## WHAT IS NEEDED
Answer these questions from the article on CHIP funding below:
1. For how long would the bipartisan House deal extend CHIP's funding?
2. How many children's healthcare was hanging in the balance?
3. What Medicare issue is the deal containing the CHIP extension meant to resolve permanently?

## EXTRACT TO READ

*** Begin section ***

The moments when Congress appears to function effectively are rare and fleeting these days. So it's proper to recognize that the House is on the verge of taking the right steps on the Children's Health Insurance Program, or CHIP, which was on the cusp of losing its funding later this year.
A bipartisan deal likely to be voted on before the House leaves for recess Friday would extend CHIP's funding for another two years, or through fiscal 2017. What's more, the extension comes without the cutbacks that House Republicans were proposing as recently as a week ago, not to mention the spectacularly draconian cuts embodied in a Republican discussion draft last month.
We reported two weeks ago that CHIP was dangling over the cliffside of extinction because the state agencies that administer the program need to know its funding is secure well in advance of the deadline. Hanging in the balance was healthcare for more than 2 million children in low- and lower-middle-income families that earn too much to qualify for Medicaid.
In addition to extending CHIP for two more years, the draft coming before the House this week continues the "express-lane" eligibility system that allows states to put kids in CHIP based on their families' eligibility for other government assistance, such as food stamps, without requiring a separate application. It increases the federal share of CHIP costs, forbids states to tighten eligibility standards and provides money for outreach, so that eligible children can get the coverage they need. It extends funding for home visiting services and other programs that are good for children.
House and Senate Democrats have been pushing for a four-year extension of CHIP; the two-year limit falls into the category of compromise, though Democrats may push for four years when the measure comes to the Senate next week (assuming it's passed by the House).
The CHIP extension is part of a deal aimed at a permanent resolution of the Medicare "Doc Fix." That's an artifact of 1997 budget deal that was designed to slow the growth of Medicare reimbursements to doctors. The formula was botched, however, and drove payments so low that Congress has had to suspend it every year in what has become yet another opportunity for a tense political standoff that no one needs.

*** End section ***

## DATASET CONTENT
*** Begin section ***

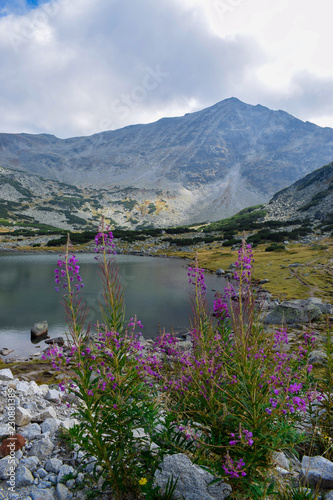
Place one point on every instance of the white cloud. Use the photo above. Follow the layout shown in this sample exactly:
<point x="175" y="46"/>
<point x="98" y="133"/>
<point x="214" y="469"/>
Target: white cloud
<point x="75" y="67"/>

*** End section ***

## REPLY TO THE TASK
1. For another two years, through fiscal 2017.
2. More than 2 million children.
3. The Medicare "Doc Fix."